* [Exercise goal] Please render the data below as a numbered list of its lines, skipping blank lines and leaving out any pictures.

* BEGIN Working data *

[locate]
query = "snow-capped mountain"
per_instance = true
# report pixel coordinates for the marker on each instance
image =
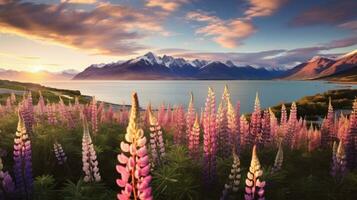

* END Working data *

* [Task result]
1. [locate]
2. query = "snow-capped mountain"
3. per_instance = true
4. # report pixel coordinates for the marker on each instance
5. image =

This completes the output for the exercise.